(LISTED RECORDS Opens)

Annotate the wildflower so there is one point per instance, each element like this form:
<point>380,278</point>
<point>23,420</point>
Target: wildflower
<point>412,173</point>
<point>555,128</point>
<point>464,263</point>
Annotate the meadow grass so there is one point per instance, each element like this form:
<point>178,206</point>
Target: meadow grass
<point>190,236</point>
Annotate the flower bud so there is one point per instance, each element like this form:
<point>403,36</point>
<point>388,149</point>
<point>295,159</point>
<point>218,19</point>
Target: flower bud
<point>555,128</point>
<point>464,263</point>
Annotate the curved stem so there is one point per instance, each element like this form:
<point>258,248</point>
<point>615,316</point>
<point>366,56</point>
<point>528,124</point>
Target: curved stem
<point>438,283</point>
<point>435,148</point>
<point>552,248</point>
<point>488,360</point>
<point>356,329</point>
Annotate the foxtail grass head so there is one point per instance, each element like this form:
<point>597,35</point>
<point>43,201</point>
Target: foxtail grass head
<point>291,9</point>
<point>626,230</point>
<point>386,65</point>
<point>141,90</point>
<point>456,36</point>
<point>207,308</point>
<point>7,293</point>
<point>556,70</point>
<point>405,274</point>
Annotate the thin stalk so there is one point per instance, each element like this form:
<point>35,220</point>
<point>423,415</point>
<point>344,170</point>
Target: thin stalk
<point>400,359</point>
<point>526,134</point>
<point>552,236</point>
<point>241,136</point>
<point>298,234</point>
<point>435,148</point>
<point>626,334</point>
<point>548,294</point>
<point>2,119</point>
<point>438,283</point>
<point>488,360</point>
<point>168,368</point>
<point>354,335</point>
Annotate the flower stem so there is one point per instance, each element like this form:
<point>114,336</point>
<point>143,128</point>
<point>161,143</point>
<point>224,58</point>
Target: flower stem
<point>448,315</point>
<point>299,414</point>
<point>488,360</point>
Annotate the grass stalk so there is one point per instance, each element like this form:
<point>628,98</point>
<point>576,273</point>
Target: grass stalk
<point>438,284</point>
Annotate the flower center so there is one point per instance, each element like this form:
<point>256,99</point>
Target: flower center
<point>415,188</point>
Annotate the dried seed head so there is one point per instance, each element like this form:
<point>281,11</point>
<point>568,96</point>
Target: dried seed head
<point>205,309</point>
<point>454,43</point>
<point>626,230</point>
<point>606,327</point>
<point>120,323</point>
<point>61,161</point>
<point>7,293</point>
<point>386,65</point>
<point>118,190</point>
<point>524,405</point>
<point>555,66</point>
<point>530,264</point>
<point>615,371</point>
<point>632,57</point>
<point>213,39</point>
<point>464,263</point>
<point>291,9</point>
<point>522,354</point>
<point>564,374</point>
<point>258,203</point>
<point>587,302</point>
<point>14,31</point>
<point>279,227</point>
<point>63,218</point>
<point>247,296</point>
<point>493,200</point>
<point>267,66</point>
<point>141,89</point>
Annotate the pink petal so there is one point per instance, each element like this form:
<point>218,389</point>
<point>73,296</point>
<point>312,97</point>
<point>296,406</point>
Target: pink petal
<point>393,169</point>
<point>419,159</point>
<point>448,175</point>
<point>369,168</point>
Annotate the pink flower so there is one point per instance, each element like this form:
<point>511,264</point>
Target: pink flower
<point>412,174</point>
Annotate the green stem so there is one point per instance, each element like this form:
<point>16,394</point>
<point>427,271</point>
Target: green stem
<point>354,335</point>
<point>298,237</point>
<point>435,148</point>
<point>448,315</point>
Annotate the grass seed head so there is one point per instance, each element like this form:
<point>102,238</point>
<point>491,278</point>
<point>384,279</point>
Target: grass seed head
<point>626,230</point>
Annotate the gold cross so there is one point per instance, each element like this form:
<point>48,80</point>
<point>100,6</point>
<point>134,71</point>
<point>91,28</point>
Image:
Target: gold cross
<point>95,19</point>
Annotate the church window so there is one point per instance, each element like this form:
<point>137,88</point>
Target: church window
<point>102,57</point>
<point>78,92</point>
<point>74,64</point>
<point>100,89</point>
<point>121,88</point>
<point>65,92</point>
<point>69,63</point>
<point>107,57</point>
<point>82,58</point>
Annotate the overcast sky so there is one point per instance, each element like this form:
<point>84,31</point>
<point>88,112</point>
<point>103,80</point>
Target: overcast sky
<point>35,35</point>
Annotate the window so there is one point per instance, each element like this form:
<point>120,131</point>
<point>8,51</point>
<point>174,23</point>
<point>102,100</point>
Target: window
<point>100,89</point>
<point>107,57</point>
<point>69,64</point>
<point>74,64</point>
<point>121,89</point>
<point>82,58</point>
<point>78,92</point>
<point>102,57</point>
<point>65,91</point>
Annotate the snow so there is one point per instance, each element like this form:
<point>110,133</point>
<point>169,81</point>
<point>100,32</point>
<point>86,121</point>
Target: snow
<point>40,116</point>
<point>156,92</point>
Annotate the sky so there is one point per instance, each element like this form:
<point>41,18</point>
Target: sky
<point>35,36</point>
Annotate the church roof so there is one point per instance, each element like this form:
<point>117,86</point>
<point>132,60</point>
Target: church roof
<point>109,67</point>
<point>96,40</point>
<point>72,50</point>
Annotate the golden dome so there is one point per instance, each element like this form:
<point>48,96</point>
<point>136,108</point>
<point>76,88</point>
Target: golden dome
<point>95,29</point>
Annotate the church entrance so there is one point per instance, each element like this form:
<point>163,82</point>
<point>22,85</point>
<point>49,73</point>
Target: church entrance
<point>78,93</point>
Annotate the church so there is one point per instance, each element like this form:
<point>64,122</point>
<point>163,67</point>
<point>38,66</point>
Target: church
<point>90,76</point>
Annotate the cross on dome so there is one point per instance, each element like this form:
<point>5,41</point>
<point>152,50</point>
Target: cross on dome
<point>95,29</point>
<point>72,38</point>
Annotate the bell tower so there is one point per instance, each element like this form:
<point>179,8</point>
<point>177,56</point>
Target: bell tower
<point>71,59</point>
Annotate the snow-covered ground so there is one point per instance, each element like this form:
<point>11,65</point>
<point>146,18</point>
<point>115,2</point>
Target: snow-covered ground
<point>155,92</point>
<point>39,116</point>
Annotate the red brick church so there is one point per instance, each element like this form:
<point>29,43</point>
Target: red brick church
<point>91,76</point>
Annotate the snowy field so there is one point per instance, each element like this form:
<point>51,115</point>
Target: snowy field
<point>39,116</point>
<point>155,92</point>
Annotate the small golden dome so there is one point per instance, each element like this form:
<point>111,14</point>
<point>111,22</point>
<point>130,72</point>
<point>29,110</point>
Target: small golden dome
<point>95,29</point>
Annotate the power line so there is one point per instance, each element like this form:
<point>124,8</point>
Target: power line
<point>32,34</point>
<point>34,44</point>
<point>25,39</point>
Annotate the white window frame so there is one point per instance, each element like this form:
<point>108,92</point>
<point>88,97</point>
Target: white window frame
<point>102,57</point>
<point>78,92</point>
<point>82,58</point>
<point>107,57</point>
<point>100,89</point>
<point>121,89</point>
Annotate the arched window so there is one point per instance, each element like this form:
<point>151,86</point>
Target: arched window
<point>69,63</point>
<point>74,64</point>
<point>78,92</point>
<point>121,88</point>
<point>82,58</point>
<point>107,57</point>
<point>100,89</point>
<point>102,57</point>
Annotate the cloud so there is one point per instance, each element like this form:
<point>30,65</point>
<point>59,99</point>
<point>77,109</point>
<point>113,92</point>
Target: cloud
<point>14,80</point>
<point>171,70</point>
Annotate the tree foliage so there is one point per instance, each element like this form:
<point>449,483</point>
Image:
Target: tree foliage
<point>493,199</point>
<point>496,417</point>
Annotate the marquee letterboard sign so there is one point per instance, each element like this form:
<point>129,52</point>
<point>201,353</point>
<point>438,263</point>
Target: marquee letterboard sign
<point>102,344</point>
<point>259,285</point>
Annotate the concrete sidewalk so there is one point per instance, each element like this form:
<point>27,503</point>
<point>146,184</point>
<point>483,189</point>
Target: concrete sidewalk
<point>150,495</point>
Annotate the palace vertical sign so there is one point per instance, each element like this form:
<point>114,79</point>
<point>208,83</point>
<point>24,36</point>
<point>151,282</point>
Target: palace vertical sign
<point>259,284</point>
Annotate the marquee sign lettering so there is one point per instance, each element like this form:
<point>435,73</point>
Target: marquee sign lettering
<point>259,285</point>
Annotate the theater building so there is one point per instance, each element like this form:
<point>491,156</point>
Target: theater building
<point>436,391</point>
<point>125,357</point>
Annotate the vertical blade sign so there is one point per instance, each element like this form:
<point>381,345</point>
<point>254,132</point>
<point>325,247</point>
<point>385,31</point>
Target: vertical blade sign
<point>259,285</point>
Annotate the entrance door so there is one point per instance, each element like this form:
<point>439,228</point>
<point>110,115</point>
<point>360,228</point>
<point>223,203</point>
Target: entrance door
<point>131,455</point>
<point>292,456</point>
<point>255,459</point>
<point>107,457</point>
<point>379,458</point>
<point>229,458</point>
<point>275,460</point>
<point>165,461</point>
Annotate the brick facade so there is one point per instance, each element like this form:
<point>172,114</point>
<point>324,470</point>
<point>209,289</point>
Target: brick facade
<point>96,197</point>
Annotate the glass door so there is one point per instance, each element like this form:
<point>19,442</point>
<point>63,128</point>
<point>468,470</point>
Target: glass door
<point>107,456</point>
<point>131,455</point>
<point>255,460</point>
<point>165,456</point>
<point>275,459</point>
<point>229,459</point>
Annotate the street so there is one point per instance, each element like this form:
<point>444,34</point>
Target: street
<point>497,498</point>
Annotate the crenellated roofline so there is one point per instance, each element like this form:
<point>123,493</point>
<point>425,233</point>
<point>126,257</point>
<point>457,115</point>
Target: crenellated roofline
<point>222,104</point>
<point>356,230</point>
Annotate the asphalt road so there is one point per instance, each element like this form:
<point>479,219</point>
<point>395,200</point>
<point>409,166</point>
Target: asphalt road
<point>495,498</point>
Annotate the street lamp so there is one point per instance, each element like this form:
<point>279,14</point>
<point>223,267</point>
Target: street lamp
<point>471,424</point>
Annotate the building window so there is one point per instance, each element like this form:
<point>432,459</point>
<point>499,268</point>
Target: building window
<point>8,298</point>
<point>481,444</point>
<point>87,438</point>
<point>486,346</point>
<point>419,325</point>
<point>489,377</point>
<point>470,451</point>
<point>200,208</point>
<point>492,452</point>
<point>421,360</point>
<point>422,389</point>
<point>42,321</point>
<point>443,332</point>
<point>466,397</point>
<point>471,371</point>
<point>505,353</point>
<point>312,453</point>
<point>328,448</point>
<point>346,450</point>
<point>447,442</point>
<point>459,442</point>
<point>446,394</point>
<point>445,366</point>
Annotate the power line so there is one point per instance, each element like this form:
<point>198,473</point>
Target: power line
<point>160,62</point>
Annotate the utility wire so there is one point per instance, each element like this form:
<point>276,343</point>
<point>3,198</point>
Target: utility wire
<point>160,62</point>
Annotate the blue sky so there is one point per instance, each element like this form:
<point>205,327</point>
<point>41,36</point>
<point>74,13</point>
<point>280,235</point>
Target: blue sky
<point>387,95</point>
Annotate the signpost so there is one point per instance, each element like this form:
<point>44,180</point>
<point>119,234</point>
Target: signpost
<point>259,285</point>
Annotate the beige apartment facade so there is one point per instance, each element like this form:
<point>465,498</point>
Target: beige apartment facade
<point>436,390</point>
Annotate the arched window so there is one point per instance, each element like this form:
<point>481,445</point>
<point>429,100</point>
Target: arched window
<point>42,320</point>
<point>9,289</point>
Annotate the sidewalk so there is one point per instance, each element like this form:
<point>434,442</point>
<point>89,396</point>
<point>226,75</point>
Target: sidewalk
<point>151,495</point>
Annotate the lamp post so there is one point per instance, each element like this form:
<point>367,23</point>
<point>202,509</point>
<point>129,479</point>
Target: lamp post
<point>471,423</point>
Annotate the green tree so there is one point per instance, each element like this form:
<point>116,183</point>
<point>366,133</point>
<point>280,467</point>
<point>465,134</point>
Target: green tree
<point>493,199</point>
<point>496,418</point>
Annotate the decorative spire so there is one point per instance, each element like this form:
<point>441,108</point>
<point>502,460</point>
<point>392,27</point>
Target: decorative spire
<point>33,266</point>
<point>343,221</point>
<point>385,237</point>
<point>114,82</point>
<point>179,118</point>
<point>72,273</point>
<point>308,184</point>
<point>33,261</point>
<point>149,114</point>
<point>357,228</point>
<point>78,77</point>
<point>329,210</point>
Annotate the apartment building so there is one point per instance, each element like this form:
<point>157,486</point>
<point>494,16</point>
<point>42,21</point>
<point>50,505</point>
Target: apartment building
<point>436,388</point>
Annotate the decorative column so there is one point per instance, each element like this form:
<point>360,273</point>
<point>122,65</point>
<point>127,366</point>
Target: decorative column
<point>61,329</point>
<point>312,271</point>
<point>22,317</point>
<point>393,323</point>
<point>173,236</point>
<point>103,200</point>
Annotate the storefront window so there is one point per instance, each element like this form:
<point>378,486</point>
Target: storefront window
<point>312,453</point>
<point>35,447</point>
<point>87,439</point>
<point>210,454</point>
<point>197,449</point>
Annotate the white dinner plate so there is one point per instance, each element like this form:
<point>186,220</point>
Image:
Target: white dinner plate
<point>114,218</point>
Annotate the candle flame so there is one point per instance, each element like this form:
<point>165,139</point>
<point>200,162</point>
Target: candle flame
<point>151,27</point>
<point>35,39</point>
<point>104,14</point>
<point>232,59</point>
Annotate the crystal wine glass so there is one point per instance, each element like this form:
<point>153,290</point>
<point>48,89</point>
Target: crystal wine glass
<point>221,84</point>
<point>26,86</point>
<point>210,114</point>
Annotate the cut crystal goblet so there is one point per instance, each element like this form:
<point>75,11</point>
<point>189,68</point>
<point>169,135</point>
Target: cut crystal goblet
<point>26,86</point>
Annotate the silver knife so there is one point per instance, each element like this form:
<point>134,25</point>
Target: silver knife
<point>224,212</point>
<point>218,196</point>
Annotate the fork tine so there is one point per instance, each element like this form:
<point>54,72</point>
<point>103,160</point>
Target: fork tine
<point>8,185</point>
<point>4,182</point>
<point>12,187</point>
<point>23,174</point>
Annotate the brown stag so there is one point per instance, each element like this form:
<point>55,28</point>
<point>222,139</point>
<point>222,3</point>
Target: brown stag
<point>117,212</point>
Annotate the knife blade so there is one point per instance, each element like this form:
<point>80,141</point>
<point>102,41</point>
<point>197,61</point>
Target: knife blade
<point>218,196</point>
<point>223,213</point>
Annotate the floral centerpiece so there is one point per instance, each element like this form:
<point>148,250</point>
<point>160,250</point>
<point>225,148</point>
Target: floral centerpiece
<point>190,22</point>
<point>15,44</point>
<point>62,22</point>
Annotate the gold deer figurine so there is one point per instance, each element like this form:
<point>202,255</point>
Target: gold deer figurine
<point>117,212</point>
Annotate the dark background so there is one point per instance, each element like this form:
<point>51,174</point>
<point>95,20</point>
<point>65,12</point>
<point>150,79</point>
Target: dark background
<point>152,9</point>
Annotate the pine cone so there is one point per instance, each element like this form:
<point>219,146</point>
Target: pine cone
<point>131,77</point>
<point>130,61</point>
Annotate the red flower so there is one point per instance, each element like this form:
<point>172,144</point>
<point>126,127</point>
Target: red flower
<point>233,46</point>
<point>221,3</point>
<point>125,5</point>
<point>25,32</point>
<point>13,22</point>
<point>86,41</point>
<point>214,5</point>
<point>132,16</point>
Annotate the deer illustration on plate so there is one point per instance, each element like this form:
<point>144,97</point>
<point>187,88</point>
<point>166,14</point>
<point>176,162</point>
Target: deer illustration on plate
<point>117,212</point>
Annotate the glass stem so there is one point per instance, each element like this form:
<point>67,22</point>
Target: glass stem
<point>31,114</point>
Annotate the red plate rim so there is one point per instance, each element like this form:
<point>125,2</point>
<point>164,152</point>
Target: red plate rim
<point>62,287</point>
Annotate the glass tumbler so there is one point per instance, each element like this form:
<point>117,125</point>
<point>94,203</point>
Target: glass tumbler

(LISTED RECORDS Closes)

* **PROMPT**
Show the lines where the word "tumbler" appears in the entries.

* **WORKED SOLUTION**
Annotate the glass tumbler so there is one point per instance, each element like this form:
Target: glass tumbler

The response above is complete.